请重写从第一行到包含“left=281, top=199, right=299, bottom=213”的那一行（两端均含在内）的各行，把其中的“hazard symbol”替换为“warning sign”，其余内容一律保持原样。

═══ 所给数据

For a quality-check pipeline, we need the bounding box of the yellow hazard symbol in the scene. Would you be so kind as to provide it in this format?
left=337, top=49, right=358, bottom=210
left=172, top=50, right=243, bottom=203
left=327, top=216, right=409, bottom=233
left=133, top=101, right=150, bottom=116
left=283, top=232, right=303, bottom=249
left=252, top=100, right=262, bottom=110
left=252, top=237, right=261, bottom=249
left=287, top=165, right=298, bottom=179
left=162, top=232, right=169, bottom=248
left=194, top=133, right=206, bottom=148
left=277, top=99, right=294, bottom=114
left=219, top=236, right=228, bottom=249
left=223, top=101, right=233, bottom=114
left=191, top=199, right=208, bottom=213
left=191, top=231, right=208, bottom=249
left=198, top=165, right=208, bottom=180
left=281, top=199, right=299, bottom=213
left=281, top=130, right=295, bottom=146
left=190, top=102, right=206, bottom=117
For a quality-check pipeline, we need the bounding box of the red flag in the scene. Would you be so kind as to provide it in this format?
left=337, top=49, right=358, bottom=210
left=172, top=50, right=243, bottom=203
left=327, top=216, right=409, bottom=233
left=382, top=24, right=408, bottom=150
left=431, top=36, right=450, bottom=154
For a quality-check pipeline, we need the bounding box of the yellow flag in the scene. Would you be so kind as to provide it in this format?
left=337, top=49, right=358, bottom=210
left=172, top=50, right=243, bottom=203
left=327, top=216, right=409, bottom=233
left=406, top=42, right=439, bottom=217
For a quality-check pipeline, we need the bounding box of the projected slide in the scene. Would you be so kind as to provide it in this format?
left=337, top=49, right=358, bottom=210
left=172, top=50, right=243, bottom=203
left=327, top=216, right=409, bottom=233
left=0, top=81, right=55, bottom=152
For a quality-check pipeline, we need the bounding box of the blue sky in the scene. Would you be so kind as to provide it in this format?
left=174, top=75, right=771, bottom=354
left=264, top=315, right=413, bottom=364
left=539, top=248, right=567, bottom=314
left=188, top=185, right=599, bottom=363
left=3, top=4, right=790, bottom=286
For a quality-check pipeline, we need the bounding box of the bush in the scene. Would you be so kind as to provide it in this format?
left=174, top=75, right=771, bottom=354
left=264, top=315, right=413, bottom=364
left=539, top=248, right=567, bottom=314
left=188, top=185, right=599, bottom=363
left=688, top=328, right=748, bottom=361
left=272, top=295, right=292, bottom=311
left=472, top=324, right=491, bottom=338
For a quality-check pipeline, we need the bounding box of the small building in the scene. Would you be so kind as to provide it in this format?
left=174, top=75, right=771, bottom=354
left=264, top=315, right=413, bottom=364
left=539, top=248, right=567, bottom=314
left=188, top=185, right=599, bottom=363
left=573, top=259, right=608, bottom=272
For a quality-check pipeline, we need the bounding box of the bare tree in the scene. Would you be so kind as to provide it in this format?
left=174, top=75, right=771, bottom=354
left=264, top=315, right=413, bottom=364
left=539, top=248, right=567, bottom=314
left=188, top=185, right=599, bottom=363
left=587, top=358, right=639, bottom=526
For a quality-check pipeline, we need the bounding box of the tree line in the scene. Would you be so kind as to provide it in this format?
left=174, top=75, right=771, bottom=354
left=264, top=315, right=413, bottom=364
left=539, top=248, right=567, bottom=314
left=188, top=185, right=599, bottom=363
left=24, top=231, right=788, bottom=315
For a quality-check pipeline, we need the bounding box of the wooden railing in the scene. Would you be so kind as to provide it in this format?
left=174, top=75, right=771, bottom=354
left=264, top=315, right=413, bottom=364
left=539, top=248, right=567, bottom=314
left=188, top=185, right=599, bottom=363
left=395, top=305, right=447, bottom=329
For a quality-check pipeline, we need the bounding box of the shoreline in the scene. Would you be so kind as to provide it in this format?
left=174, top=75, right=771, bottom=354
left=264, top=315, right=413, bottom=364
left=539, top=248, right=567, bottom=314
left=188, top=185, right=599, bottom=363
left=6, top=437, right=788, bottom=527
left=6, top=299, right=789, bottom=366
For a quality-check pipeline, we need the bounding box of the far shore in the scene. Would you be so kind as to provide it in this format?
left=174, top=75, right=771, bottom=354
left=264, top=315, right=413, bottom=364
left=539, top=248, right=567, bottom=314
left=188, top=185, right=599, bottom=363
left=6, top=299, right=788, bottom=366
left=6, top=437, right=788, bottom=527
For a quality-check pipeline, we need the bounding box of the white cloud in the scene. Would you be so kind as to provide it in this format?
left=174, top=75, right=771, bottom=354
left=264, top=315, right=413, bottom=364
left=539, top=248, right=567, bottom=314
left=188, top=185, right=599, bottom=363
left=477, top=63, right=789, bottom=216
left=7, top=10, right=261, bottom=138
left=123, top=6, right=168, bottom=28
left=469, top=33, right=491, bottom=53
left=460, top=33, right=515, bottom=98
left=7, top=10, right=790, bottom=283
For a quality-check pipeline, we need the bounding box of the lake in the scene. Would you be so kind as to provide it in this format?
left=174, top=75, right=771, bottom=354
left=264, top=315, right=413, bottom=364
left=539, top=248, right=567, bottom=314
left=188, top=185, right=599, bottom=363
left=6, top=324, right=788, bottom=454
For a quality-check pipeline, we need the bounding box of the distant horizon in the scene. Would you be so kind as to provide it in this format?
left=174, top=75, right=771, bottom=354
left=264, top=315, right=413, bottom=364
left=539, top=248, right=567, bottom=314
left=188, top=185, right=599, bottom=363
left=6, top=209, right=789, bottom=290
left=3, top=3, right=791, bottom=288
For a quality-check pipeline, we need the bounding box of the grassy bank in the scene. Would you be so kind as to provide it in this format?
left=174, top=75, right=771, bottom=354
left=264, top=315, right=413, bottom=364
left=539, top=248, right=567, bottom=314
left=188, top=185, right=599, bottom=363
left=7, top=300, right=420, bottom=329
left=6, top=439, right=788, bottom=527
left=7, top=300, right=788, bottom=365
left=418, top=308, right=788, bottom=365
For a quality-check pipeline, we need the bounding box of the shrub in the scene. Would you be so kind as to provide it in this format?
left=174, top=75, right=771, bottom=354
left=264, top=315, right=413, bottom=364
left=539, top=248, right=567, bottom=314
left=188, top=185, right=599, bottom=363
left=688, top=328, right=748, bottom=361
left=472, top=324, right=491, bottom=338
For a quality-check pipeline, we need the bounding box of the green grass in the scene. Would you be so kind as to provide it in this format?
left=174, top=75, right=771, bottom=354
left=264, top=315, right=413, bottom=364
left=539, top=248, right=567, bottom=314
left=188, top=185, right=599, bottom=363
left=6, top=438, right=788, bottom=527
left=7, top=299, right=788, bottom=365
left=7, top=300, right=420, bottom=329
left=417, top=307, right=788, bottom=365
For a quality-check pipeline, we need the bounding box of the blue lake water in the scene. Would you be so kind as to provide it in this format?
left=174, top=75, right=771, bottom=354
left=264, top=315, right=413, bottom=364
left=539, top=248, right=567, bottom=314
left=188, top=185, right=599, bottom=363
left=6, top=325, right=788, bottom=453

══════

# 练习结果
For a quality-check pipeline, we need the bounding box of the yellow warning sign in the scene. Would you be so kind as to provide it in this format?
left=337, top=49, right=358, bottom=210
left=172, top=50, right=243, bottom=203
left=327, top=216, right=409, bottom=233
left=133, top=101, right=150, bottom=116
left=283, top=232, right=303, bottom=249
left=252, top=100, right=262, bottom=110
left=252, top=237, right=261, bottom=249
left=287, top=165, right=298, bottom=179
left=162, top=232, right=169, bottom=248
left=194, top=133, right=206, bottom=148
left=277, top=99, right=294, bottom=114
left=219, top=236, right=228, bottom=249
left=223, top=101, right=233, bottom=114
left=191, top=199, right=208, bottom=213
left=191, top=231, right=208, bottom=249
left=198, top=165, right=208, bottom=180
left=281, top=199, right=299, bottom=213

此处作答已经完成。